Durant cette période, l'économie iranienne a non seulement connu sa croissance la plus basse, mais son écart avec la croissance économique mondiale s'est considérablement creusé. En 2012, la croissance en Iran a plongé à - 6,8. Cette récession catastrophique, intervenue avant les sanctions internationales sur les exportations pétrolières, n'a pas de précédent dans l'histoire économique du pays, et fait encore ressentir ses effets.

Selon le rapport de janvier 2015 du FMI, la croissance économique en Iran est de 0,6 %. Or, pour sortir de la récession actuelle (notamment la crise du chômage avec 10 millions de demandeurs d'emploi) il faudrait atteindre une croissance d'au moins 6 %.

2- L'inflation

Le taux d'inflation en Iran ces dernières années souffre d'un sérieux écart avec la moyenne normale des variations du pays. Au dernier quart de siècle, l'inflation n'a jamais dépassé les 25 %. Mais au cours de la dernière décennie, il a franchi les 40 %. Certains économistes indépendants estiment que le taux d'inflation réel a même grimpé jusqu'à 60 %.

Récemment, le gouvernement a chiffré à 15 % l'inflation. Les experts indépendants la situent pour leur part autour de 25 %. Même si l'on opte pour le taux officiel, celui-ci laisse présager un taux d'inflation élevé pour encore quelques années.

3- La formation de capital

En raison de l'absence de sécurité pour la propriété privée et de sécurité politique, la formation de capital (formation brute de capital fixe - FBCF) a toujours été à minima en Iran. Mais durant la dernière décennie, cet indice a souffert d'un déclin encore plus prononcé.

Au cours des dix premières années du régime des mollahs, dont huit années de guerre avec l'Irak, la formation de capital a diminué pour atteindre un taux négatif. Les deuxième et troisième décennies suivantes, ce taux a atteint une moyenne de 7.2%. Or, ces cinq dernières années, il a chuté à 5 %. Selon le Vice-président iranien, Eshagh Jahanguiri, la formation de capital a chuté au taux négatif de -22 % en 2012.

Selon ce même responsable, la croissance du secteur pétrolier pour l'année 2012 affiche un taux négatif de -34% et la croissance industrielle un taux négatif de -12.4%. (Site de la présidence de la République, 18 mars 2014)

# Données fournies:

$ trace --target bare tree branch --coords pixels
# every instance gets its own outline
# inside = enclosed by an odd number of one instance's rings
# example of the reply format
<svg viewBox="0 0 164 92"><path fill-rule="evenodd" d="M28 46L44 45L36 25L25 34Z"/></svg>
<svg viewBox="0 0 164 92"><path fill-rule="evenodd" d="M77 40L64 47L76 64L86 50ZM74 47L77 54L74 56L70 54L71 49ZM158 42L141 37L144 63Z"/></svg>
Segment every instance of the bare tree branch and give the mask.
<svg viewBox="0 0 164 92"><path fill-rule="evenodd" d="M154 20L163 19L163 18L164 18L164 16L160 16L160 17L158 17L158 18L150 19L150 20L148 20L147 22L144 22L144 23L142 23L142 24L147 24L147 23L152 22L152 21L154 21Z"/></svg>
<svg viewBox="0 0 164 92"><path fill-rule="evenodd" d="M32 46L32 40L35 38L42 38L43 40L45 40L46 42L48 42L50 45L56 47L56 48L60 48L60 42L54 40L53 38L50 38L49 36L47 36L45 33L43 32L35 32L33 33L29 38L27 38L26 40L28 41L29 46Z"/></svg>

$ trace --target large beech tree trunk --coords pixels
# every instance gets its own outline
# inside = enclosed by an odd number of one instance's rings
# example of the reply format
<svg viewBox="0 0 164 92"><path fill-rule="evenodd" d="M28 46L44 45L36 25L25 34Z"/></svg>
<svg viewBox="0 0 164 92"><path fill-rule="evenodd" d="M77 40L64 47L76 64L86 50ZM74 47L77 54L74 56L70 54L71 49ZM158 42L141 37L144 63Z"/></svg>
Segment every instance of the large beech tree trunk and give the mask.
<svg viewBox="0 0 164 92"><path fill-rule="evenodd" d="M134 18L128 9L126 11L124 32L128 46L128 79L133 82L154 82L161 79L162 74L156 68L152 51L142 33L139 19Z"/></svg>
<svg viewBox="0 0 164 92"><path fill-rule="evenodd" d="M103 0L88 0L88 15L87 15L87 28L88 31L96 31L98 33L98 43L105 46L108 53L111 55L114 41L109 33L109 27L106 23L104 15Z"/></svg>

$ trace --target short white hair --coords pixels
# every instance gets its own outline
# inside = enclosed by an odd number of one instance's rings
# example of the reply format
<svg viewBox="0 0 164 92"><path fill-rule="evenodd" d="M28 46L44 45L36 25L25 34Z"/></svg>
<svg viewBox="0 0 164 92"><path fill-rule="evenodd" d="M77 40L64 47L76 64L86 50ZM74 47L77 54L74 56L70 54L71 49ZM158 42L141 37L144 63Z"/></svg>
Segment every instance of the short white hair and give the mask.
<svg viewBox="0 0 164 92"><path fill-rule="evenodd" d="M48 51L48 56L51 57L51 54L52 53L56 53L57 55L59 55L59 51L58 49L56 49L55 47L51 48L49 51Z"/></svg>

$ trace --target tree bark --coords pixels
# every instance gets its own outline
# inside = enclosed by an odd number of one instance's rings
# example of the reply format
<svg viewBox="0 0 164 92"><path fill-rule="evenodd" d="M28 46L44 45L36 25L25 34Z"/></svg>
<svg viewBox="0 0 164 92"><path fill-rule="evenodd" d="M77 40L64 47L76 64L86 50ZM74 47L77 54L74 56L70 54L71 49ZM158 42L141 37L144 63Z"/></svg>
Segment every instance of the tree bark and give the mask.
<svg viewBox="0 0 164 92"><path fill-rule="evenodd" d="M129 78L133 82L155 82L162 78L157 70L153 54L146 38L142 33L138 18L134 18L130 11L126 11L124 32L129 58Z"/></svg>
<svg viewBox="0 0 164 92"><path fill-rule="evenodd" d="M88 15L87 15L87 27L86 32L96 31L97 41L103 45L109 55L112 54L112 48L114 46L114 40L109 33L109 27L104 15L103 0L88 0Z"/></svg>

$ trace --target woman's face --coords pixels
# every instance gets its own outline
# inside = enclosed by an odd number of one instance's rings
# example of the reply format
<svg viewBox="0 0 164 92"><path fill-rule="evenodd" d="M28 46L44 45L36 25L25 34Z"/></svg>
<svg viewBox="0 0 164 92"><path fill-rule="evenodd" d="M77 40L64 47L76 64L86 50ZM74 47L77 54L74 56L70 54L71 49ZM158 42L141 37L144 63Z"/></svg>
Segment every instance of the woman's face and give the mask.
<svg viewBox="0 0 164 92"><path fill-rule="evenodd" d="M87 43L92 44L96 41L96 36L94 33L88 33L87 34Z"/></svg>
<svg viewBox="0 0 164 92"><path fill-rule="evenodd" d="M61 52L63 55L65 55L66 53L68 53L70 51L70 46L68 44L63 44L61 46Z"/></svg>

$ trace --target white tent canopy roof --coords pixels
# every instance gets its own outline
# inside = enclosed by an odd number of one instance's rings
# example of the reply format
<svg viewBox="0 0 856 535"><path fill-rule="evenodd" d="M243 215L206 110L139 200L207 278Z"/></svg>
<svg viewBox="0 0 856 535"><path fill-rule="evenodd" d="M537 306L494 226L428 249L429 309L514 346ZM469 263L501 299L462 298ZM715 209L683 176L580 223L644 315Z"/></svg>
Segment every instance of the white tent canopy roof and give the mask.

* * *

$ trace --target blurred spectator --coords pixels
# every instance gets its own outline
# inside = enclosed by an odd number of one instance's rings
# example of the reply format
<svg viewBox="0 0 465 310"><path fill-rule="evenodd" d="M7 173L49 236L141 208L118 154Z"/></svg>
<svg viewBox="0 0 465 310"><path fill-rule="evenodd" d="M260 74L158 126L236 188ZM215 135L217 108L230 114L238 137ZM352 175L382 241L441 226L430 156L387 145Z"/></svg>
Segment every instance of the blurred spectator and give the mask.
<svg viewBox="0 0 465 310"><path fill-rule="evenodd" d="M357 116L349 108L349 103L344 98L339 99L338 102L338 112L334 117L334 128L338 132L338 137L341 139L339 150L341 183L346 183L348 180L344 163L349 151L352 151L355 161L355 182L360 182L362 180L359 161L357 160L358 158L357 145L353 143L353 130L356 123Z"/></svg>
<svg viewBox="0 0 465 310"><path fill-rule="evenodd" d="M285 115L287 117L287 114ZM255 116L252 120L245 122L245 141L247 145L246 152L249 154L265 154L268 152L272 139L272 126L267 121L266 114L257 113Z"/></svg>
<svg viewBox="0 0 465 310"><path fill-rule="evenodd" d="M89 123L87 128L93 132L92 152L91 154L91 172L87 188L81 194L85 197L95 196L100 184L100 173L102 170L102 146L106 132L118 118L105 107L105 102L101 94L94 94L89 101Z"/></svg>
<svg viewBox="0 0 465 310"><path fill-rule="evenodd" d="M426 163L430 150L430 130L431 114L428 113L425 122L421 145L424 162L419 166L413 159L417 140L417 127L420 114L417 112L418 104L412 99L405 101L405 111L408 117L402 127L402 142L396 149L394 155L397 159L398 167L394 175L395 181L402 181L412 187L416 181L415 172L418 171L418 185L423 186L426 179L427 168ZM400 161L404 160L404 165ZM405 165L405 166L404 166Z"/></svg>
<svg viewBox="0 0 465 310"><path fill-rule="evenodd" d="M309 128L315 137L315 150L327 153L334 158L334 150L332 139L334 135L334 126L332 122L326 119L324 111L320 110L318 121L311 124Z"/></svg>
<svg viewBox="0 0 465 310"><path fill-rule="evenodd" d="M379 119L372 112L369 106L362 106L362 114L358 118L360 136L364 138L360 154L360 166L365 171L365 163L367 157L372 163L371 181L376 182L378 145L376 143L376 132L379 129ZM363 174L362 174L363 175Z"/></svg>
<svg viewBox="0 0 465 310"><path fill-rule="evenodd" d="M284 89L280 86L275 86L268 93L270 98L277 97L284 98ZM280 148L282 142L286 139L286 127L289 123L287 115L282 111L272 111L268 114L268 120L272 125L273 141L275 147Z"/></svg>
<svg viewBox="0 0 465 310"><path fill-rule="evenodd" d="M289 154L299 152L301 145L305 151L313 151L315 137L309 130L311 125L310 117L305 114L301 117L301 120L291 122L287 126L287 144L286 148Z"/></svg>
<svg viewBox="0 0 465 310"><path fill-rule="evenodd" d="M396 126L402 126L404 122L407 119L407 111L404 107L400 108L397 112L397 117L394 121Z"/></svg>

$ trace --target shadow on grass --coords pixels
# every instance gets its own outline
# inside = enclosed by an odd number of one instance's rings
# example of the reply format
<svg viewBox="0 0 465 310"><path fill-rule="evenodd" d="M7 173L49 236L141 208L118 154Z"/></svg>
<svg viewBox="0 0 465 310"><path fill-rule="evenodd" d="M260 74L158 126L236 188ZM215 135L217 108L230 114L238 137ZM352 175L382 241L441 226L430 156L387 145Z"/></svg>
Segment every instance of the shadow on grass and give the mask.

# Consigne:
Pouvez-vous recopier à l'identique, dans le texte sur l'économie iranienne, le passage qui va de « Le taux d'inflation en » jusqu'à « encore quelques années. » ?

# Résultat attendu:
Le taux d'inflation en Iran ces dernières années souffre d'un sérieux écart avec la moyenne normale des variations du pays. Au dernier quart de siècle, l'inflation n'a jamais dépassé les 25 %. Mais au cours de la dernière décennie, il a franchi les 40 %. Certains économistes indépendants estiment que le taux d'inflation réel a même grimpé jusqu'à 60 %.

Récemment, le gouvernement a chiffré à 15 % l'inflation. Les experts indépendants la situent pour leur part autour de 25 %. Même si l'on opte pour le taux officiel, celui-ci laisse présager un taux d'inflation élevé pour encore quelques années.